Report every row below that contains the word "evergreen", copying each such line in full.

....................

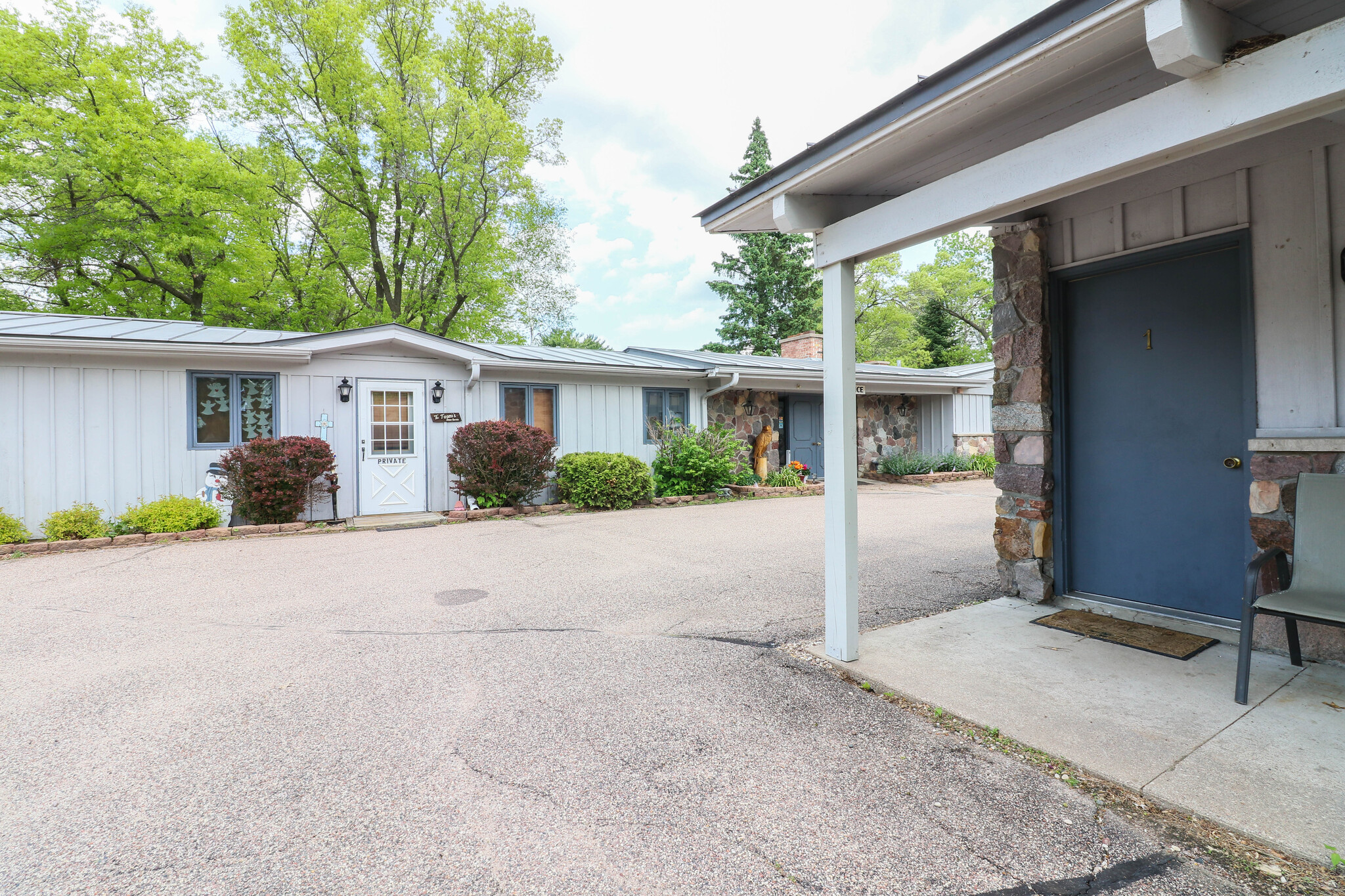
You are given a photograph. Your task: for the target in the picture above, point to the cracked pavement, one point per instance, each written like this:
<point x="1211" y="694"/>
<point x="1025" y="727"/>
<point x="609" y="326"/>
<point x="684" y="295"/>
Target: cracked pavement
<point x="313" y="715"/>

....................

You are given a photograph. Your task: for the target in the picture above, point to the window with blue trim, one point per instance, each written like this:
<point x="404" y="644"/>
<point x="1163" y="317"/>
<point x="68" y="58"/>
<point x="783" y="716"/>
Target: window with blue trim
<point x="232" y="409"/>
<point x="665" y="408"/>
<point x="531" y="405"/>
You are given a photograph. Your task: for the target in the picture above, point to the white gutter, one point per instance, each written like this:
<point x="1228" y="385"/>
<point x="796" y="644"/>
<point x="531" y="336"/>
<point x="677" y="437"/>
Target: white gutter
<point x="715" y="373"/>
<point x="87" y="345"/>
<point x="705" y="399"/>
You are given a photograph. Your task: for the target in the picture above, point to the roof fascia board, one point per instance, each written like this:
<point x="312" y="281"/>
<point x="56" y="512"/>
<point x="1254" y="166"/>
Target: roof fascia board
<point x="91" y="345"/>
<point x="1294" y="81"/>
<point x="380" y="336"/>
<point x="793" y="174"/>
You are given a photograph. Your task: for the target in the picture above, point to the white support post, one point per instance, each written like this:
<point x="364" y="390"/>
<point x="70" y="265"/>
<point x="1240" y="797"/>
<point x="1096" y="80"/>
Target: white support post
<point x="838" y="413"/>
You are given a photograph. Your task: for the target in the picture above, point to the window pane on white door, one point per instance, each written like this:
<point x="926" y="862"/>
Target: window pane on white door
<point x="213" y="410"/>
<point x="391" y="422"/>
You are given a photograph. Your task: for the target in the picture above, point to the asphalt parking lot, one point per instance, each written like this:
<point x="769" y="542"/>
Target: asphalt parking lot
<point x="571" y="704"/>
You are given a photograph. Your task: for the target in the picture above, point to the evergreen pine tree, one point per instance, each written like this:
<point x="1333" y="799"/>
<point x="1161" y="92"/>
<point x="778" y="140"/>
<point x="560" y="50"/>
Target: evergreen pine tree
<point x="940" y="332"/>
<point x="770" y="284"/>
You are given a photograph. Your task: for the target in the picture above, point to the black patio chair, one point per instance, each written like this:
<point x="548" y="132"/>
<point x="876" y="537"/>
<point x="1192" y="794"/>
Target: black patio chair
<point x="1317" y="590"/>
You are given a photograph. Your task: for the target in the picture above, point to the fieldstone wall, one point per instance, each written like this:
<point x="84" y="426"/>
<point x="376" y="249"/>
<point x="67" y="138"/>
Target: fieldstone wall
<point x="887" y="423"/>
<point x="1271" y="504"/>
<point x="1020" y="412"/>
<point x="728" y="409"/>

....................

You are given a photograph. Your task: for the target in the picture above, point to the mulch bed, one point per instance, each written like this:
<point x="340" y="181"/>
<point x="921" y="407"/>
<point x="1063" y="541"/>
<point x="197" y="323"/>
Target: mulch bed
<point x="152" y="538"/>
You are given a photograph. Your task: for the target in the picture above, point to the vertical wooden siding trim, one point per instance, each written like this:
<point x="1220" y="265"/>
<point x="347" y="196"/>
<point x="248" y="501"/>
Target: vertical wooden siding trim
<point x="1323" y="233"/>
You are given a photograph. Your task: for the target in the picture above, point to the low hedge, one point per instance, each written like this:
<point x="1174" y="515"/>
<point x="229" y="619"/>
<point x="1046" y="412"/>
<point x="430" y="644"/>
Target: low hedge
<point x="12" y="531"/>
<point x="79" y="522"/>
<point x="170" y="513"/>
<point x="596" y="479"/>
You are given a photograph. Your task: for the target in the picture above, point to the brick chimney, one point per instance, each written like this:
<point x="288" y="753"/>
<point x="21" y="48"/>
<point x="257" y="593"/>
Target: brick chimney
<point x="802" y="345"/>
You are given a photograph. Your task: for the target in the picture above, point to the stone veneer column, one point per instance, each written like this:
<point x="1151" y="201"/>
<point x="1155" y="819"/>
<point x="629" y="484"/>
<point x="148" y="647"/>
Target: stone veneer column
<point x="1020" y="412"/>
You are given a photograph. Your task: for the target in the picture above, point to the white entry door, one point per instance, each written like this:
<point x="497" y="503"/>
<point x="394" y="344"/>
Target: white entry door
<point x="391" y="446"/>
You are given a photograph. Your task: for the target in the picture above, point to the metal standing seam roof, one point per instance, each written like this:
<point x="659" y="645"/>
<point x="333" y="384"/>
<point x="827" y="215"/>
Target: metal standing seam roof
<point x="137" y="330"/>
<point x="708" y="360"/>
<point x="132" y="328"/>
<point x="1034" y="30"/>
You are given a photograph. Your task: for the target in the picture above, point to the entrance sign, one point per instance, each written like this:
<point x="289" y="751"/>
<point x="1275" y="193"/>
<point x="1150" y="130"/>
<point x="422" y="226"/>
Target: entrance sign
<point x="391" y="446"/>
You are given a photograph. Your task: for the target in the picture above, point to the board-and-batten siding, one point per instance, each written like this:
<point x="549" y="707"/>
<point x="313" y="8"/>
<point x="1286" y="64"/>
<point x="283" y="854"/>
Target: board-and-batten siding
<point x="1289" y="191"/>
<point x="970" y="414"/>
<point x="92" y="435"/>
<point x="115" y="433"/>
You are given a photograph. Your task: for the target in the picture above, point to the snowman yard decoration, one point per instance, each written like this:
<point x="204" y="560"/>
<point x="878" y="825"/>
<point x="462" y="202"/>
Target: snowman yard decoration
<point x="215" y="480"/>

....................

> Reply to the exercise
You are given a photograph. Your task: for the target in the picture above, point to the evergreen pine tree, one point per instance, each written like this:
Target: evergreen pine tree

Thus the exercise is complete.